### Problem details
Starting with the line that contains "Could you please locate the white curtain", set down each line through the end of the entries below, exactly and with nothing added.

### Point labeling examples

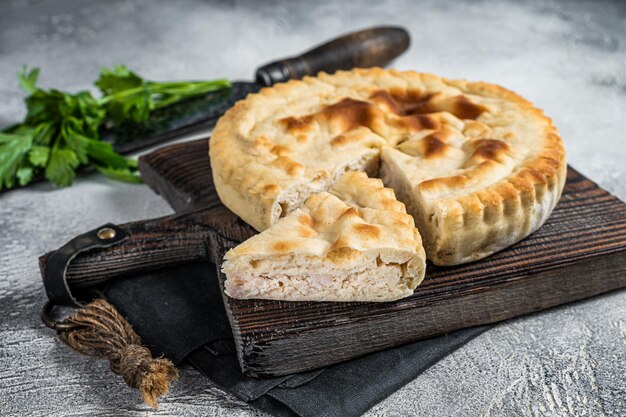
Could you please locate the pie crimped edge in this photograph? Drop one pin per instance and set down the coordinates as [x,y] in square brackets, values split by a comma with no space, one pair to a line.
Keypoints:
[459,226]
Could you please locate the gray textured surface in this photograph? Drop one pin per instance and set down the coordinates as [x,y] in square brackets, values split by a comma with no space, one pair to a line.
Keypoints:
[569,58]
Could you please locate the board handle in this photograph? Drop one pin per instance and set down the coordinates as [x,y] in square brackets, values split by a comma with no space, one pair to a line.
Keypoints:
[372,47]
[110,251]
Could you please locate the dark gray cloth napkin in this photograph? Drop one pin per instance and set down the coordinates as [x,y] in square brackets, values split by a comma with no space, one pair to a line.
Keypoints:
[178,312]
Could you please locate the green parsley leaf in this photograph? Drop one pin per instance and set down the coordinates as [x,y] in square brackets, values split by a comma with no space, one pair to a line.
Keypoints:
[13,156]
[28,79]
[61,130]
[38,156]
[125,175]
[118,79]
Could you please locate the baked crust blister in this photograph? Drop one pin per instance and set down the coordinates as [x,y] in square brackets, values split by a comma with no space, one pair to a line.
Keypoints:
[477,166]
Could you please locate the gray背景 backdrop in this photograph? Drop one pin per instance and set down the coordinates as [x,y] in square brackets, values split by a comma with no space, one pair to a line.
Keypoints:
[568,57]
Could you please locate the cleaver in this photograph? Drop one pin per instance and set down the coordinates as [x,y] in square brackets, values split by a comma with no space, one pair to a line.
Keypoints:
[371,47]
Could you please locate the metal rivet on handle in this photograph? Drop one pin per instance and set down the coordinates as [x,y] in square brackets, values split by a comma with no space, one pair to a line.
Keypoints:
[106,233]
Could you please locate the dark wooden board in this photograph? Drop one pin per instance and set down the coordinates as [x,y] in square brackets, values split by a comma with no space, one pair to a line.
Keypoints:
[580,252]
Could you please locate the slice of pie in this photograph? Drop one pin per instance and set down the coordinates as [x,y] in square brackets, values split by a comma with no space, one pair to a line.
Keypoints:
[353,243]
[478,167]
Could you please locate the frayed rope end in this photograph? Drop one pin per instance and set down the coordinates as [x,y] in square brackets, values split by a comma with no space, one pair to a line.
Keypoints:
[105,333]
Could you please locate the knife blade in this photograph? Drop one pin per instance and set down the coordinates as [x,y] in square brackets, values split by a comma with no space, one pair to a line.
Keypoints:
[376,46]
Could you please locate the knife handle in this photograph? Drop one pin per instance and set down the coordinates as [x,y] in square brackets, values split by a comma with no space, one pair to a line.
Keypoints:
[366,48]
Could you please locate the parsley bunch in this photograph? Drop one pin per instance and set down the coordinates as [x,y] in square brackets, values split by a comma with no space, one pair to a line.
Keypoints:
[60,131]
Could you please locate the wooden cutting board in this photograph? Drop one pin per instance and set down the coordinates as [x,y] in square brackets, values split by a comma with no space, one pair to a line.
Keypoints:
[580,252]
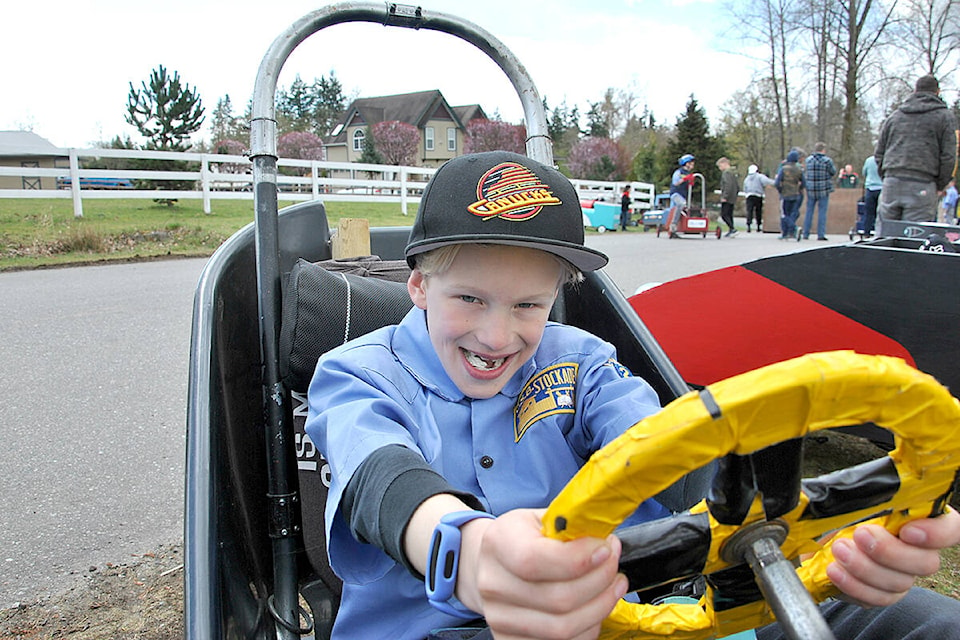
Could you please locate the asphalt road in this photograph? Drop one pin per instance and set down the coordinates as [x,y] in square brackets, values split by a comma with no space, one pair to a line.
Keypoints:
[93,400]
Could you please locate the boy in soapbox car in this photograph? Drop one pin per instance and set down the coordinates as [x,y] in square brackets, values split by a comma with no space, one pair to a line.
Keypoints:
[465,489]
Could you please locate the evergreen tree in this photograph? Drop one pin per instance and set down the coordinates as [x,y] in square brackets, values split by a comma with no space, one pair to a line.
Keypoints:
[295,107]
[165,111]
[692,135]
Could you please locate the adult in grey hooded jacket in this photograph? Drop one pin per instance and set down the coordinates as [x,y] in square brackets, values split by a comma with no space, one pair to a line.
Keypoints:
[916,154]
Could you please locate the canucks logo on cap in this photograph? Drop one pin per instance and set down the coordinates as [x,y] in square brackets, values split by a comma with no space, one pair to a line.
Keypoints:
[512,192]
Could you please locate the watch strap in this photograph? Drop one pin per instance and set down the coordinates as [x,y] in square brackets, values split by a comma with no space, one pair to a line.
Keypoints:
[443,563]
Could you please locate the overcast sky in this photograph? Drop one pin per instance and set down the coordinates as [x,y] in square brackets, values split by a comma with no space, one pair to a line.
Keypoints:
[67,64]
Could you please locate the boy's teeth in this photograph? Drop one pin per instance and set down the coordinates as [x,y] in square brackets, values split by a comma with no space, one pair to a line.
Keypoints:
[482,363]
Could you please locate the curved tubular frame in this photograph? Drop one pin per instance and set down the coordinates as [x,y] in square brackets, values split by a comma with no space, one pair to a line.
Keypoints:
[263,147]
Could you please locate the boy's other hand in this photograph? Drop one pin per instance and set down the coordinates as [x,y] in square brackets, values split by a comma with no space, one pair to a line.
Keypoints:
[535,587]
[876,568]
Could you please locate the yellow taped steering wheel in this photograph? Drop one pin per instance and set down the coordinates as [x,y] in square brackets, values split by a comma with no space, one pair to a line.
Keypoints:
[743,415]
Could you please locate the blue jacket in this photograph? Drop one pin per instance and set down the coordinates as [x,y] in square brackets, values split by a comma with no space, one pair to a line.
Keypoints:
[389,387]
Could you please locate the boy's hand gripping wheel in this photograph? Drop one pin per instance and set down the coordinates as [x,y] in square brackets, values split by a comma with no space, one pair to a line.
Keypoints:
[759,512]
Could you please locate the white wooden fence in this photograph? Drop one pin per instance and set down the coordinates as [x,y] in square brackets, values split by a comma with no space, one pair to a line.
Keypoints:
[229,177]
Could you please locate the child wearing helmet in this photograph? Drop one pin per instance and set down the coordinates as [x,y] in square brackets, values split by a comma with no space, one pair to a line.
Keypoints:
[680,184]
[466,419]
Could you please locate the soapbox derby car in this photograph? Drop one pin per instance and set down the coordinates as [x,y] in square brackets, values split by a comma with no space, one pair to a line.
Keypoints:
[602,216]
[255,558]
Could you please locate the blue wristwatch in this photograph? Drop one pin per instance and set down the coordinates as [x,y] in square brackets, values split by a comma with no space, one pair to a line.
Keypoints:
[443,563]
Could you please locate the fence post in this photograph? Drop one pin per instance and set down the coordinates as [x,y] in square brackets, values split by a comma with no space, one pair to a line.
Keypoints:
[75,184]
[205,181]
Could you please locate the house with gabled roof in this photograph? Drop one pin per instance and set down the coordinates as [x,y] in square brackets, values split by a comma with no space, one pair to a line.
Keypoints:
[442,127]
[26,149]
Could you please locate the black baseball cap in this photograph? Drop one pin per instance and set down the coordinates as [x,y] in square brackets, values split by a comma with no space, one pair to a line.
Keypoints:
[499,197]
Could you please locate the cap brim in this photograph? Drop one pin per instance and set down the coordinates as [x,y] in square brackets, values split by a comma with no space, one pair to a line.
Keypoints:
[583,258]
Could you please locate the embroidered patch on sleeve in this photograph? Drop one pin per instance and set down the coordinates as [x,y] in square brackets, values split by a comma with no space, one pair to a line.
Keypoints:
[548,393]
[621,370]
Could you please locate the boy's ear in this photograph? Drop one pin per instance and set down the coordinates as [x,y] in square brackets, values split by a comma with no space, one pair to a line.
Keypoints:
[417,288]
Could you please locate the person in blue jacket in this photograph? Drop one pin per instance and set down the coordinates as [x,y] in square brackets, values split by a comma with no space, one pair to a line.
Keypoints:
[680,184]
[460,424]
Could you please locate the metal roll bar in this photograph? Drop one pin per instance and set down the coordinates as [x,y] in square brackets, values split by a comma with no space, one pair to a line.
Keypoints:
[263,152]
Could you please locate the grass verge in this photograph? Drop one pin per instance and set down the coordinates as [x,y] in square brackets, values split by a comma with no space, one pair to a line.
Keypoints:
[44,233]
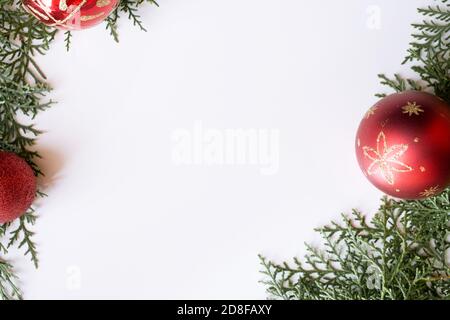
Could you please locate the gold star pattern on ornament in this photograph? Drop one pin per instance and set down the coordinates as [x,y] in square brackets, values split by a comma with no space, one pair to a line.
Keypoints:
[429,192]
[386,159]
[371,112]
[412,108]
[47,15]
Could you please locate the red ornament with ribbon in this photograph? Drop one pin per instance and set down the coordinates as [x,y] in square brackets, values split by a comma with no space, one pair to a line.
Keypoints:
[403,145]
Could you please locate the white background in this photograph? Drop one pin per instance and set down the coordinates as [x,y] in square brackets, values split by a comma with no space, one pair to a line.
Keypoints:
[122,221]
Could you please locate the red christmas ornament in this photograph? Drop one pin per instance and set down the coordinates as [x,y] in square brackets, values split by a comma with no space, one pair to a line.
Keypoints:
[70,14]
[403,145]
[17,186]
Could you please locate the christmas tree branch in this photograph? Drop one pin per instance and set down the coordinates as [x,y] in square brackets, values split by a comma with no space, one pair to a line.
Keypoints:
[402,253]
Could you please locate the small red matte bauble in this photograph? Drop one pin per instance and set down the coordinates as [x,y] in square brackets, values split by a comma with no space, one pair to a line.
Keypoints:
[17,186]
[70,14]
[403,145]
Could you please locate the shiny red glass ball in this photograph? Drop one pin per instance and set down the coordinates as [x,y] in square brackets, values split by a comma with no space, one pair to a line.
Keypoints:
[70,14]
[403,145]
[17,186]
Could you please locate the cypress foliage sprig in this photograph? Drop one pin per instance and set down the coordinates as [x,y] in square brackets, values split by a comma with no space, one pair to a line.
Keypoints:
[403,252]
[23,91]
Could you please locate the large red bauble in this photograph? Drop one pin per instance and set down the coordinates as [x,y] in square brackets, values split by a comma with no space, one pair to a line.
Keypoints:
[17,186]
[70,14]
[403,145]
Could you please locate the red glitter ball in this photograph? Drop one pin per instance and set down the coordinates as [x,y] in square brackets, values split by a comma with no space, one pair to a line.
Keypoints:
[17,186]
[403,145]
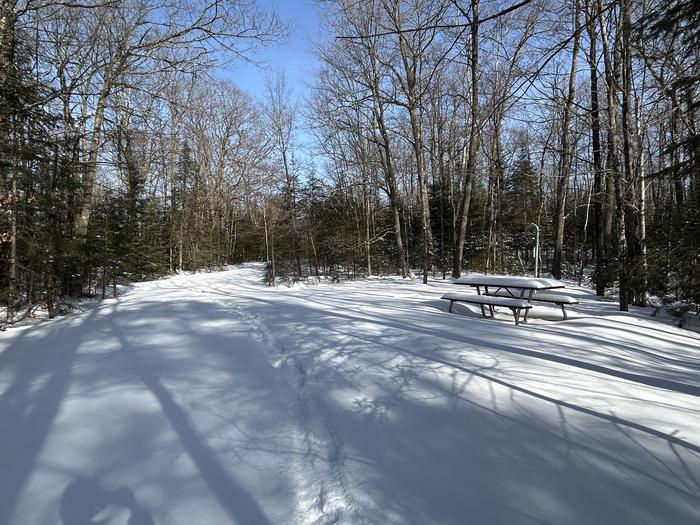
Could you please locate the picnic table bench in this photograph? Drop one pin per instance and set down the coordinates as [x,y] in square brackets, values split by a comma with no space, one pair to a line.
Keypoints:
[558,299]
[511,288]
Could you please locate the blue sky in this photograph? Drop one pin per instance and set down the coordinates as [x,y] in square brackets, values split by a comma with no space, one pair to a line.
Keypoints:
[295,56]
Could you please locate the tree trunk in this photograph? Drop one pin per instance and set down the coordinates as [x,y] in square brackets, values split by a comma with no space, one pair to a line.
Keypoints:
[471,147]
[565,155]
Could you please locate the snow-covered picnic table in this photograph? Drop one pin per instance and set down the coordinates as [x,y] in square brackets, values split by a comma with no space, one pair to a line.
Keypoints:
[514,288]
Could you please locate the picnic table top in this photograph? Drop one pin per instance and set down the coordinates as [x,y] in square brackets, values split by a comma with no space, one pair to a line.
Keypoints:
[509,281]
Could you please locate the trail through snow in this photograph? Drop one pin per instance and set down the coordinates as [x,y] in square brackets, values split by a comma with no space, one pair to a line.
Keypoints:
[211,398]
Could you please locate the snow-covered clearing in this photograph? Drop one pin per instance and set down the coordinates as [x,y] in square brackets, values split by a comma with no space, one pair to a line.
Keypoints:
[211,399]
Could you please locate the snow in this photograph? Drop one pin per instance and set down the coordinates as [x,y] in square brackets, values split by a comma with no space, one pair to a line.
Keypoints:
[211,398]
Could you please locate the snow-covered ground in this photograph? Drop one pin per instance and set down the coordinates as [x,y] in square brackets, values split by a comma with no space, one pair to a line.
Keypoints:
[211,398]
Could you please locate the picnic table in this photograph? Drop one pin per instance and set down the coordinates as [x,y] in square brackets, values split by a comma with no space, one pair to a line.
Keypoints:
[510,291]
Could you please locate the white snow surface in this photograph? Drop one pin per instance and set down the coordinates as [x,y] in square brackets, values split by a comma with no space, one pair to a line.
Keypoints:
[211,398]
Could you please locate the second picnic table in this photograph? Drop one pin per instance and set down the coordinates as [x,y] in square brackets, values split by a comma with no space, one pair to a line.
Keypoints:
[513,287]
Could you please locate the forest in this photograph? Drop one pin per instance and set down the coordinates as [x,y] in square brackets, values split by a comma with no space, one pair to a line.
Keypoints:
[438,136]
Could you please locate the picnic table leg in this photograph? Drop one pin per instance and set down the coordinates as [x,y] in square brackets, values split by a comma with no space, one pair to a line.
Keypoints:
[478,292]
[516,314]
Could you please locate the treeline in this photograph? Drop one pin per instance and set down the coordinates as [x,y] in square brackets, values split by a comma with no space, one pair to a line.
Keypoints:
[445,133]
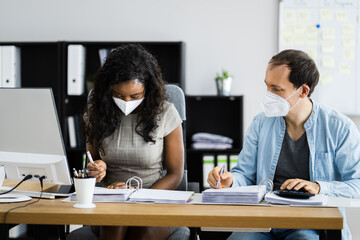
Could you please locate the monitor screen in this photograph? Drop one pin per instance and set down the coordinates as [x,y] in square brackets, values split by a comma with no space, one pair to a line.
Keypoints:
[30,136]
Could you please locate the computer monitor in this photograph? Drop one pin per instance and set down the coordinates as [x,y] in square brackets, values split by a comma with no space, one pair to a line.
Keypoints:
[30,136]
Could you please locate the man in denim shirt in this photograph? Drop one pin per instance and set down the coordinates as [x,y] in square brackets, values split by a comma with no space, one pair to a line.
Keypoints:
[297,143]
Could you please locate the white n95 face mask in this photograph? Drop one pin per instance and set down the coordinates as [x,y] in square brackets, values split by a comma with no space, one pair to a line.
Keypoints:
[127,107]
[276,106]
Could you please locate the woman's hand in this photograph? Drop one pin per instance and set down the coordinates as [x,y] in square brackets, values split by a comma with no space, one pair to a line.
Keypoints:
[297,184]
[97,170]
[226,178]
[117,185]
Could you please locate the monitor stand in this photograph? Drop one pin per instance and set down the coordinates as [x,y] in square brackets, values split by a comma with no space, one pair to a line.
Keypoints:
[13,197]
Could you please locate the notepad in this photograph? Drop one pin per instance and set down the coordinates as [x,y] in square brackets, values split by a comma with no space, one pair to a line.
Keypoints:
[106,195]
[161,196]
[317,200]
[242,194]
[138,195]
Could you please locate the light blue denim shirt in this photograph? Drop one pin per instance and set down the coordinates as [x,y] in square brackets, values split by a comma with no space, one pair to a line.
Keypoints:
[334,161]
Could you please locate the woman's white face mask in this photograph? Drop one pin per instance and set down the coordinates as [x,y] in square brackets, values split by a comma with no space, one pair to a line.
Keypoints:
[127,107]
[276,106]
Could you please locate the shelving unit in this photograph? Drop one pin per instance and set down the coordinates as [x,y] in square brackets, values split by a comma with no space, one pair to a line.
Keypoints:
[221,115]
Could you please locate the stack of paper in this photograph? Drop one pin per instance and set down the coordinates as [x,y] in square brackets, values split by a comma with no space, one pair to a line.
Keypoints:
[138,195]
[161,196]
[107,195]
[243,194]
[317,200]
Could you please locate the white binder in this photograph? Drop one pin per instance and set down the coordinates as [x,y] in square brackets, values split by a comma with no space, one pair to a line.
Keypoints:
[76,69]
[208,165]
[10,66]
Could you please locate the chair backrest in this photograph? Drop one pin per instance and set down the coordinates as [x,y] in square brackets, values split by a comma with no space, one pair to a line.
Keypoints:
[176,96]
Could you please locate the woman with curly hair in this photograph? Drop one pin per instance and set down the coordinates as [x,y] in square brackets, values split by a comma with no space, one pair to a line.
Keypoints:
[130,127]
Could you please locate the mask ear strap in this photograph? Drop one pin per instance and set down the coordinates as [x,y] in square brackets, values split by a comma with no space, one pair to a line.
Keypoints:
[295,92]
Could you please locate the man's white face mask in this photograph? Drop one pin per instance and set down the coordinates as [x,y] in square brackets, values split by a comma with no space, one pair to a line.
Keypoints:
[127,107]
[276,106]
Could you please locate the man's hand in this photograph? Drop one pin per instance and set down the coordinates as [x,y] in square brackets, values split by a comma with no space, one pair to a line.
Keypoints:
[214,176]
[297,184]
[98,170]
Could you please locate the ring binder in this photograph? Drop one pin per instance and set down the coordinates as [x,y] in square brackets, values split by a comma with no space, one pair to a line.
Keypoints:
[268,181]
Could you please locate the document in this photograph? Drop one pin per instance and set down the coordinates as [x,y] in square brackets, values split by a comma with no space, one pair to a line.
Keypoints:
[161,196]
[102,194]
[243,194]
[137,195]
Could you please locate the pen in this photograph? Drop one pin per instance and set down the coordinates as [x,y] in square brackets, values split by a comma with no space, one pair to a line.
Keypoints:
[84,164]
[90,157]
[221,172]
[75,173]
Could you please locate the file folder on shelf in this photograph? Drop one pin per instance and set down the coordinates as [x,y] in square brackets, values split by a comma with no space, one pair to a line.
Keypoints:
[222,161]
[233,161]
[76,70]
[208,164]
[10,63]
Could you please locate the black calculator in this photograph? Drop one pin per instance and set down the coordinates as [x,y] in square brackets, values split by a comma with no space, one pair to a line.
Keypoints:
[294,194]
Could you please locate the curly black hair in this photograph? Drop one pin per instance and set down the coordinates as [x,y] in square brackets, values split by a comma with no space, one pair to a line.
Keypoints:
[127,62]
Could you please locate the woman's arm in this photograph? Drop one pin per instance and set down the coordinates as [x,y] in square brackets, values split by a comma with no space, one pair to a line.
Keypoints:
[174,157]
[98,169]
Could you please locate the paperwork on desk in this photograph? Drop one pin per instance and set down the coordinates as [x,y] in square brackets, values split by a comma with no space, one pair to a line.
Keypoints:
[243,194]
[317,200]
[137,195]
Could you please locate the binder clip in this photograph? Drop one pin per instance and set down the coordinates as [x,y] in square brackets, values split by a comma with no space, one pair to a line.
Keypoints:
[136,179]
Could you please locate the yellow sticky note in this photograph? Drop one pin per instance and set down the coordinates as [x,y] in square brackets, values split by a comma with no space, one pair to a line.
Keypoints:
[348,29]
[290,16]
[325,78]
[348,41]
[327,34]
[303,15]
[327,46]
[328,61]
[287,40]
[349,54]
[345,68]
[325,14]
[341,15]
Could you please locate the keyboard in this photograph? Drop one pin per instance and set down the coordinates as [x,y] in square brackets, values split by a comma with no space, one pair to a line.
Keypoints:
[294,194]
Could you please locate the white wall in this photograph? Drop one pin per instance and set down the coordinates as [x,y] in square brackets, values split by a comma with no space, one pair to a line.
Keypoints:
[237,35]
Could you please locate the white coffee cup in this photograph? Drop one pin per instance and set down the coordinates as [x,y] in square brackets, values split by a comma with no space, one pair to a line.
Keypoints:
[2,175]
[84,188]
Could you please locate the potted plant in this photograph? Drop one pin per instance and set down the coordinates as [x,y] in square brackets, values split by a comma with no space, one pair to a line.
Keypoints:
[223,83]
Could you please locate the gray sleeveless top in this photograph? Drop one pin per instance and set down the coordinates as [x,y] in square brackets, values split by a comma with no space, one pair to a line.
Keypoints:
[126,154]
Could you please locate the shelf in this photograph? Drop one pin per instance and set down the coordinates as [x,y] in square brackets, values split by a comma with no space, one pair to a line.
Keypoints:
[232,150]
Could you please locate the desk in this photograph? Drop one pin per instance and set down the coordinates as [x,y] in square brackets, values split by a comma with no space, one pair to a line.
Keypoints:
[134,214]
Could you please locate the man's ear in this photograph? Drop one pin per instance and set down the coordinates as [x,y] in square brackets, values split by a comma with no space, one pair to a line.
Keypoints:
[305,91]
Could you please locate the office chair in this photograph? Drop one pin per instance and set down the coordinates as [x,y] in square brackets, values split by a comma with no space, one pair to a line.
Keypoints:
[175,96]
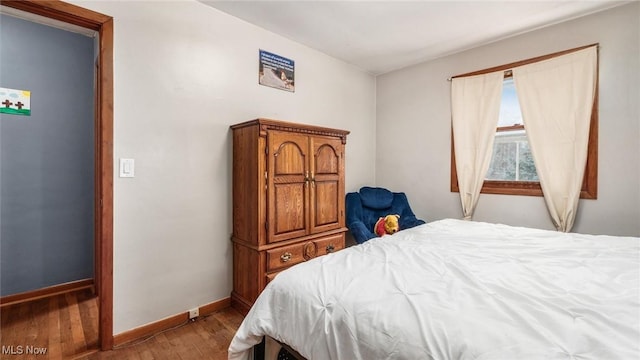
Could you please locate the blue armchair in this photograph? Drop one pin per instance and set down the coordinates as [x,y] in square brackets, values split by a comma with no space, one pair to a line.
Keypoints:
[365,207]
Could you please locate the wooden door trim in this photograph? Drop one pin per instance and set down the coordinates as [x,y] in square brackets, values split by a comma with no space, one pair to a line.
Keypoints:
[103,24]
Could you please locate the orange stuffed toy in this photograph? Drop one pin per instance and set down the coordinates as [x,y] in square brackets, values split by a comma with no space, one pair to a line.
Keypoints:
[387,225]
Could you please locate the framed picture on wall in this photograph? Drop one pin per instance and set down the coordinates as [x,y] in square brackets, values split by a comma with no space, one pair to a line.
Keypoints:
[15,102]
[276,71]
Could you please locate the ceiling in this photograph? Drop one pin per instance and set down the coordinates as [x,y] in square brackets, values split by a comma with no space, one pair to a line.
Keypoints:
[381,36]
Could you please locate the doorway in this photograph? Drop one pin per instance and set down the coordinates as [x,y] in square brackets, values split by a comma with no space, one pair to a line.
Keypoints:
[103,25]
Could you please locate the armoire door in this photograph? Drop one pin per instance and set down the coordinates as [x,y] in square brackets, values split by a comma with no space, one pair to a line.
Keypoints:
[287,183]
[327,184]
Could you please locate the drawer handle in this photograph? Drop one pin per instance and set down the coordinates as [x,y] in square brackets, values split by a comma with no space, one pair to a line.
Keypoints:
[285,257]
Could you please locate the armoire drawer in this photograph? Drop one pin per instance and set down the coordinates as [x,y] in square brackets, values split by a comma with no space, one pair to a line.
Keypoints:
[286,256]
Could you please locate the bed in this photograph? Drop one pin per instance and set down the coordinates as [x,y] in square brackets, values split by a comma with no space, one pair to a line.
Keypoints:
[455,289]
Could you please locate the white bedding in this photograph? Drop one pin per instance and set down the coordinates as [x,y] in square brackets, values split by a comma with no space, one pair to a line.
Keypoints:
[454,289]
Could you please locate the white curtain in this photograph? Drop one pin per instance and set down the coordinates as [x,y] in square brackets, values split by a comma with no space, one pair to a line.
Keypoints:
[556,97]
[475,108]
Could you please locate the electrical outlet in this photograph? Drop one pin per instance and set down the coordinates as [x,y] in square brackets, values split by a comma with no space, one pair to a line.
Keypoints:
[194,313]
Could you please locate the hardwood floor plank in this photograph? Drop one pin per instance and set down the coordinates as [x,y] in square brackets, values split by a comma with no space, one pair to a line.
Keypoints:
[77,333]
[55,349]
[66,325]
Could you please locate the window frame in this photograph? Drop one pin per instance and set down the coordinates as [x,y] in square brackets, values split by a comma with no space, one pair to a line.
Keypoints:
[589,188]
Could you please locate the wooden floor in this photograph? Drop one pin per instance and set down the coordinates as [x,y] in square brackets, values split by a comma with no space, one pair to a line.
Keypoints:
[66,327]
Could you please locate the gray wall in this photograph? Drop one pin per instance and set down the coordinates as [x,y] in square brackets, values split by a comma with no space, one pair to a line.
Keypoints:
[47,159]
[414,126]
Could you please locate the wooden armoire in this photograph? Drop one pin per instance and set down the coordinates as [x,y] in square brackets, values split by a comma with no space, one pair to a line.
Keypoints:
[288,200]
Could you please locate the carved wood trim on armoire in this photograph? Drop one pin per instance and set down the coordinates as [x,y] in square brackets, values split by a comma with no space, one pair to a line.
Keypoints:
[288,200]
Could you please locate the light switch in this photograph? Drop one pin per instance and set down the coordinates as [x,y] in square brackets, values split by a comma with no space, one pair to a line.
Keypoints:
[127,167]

### Result
Could you please locate the white curtain in this photograph? Drop one pin per instance and set down the coordinates as [x,y] in square brackets, values split by a comma with no space, one pair to a line.
Keypoints:
[556,97]
[475,108]
Could you please locate the electrical outlet in this photograph? Drop one pin per instance and set down the coordinates as [x,y] in square brackets, values split by a comma with no space, one pair to a line.
Keypoints:
[194,313]
Could you please locate the hardwood floor plank in this photograph? Drop one pin per instance and set down the coordinates as [x,y] in square brackets, values split by a comma with no space, one pair to a line.
Keypoints:
[77,333]
[55,349]
[66,325]
Could you please locate the window frame in this photograph? Drop one pin per instance and set down the coordinates as [x,y] in square brackets, values split by a comma with no space, one pair to a line.
Keypoints:
[589,188]
Could you please locate the wooden floor in this photograph? Drop one pin per instance and set down the coordinates as [x,y] in square brackets, values split by a comma with no space, one pair to a line.
Keypoints:
[66,327]
Could you please locate the gray wall in this photograph? Drop one pin per instance and set down the coordinates as [x,y] in square brackets, values split by a comma with no space, one pair to a line.
Keypoints:
[47,159]
[414,126]
Could you please locate the wooden armoire in this photograph? Drop one pin per instance and set down the coordinates as [x,y] in square brackets, values split by a comma with no space, one pair to a line.
Keypoints:
[288,200]
Could you please locate the carved wood trim on armoire in this photograph? Drop one pin per instance and set down the coordinates as [x,y] in square brackets, values split by a comma with no space, one pair to a line.
Keypoints:
[288,200]
Could you please locate the light switch in this photograph? Drop one pin per instance and set down the coordinates as [x,y] in square brackets, values split by a comma with no space, one pair to a line.
Keypoints:
[127,167]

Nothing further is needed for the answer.